» SUPPLIED PASSAGE:
On Fri, 14 Jan 2011 09:57:44 -0500, "Arny Krueger"
wrote:

"Don Pearce" wrote in message


And of course the term jitter is used with cables -
wrongly in my view. Jitter is a random perturbation of
the data edges caused by noise events. The inaccuracies
caused by cables are systematic and identical on each
data edge. This means that they can be corrected. Either
matching the cable better or using channel estimation
(all mobile phones have this and it is dirt cheap) to
measure and cancel the inaccuracies that shift the edges
out of place.

The digital signal's edges tend to wander around because the cable is
ultimately a low pass filter and the spectral content of the digital data
passing through the cable varies as the data varies. So matching the cable
better can't be of much help.

No, this simply isn't so. Matching a cable properly results in a flat
frequency response and a flat group delay. This reshapes the signal
perfectly.

That leaves the more complex methods like channel estimation or buffering
and reclocking.


More complex, sure, but not exactly taxing these days.

d

In article , Arny
Krueger
wrote:
"Don Pearce" wrote in message


And of course the term jitter is used with cables - wrongly in my
view. Jitter is a random perturbation of the data edges caused by
noise events. The inaccuracies caused by cables are systematic and
identical on each data edge. This means that they can be corrected.
Either matching the cable better or using channel estimation (all
mobile phones have this and it is dirt cheap) to measure and cancel
the inaccuracies that shift the edges out of place.

The digital signal's edges tend to wander around because the cable is
ultimately a low pass filter and the spectral content of the digital
data passing through the cable varies as the data varies. So matching
the cable better can't be of much help.

Well a better match might improve things in principle. The snag is that
even trying to do this is questionably given the frequency range involved
as the cables don't necessarily have a frequency-independent impedance. :-)

And as you say, the real problem is the finite bandwith.

Yes. I think PM and others refer to it as 'data induced jitter' because it
depends on the details of the waveform. Generally tested using the 'J test'
waveform that toggles the LSB of an otherwise steady fs/4 waveform.

Slainte,

Jim

--
Please use the address on the audiomisc page if you wish to email me.
Electronics http://www.st-and.ac.uk/~www_pa/Scot...o/electron.htm
Armstrong Audio http://www.audiomisc.co.uk/Armstrong/armstrong.html
Audio Misc http://www.audiomisc.co.uk/index.html

In article , Don Pearce
wrote:
On Fri, 14 Jan 2011 09:57:44 -0500, "Arny Krueger"

» DATA SUPPLIED:

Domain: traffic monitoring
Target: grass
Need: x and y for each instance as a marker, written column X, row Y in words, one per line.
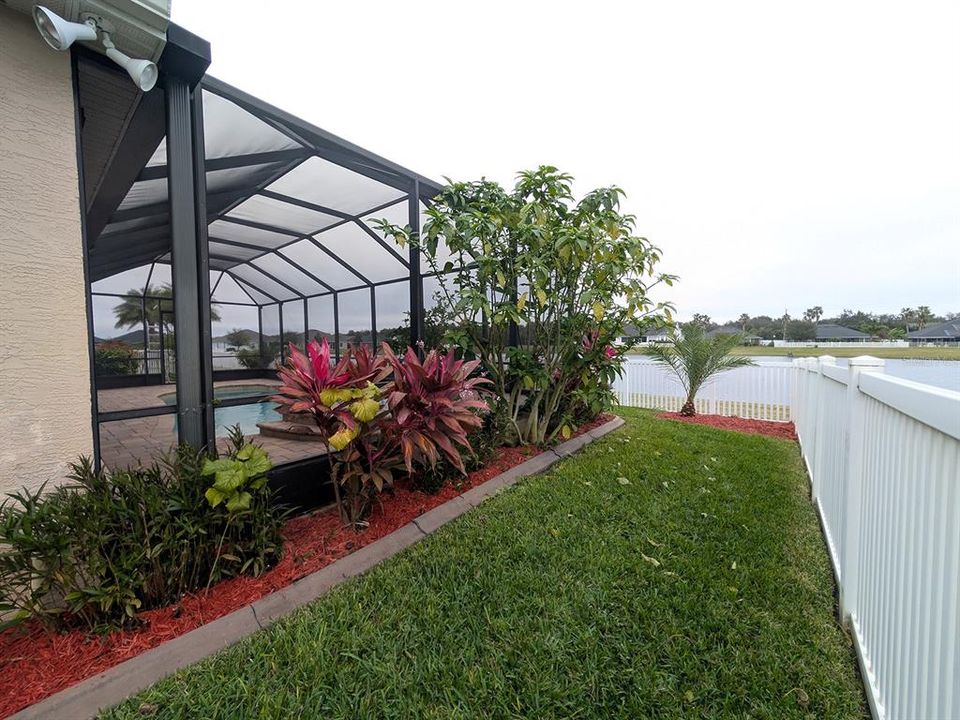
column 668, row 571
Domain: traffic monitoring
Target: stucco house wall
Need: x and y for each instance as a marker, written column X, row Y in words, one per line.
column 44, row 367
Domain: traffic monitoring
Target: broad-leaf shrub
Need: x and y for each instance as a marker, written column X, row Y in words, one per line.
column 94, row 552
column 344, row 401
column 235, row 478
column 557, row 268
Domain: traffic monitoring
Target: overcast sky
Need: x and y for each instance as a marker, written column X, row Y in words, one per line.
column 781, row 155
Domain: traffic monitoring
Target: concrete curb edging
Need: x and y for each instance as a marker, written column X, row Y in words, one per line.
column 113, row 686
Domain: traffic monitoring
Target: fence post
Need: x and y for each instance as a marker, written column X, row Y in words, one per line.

» PROBLEM STATEMENT:
Say whether each statement agrees with the forum thread on cable jitter, answering yes or no and quoting the deciding words: (a) Channel estimation is described as costly to build into devices. (b) The cable is called a low pass filter. (c) The 'J test' waveform toggles the LSB of an otherwise steady fs/4 waveform.

» ANSWER TO THIS PROBLEM:
(a) No: "all mobile phones have this and it is dirt cheap"
(b) Yes: "the cable is ultimately a low pass filter"
(c) Yes: "the 'J test' waveform that toggles the LSB of an otherwise steady fs/4 waveform"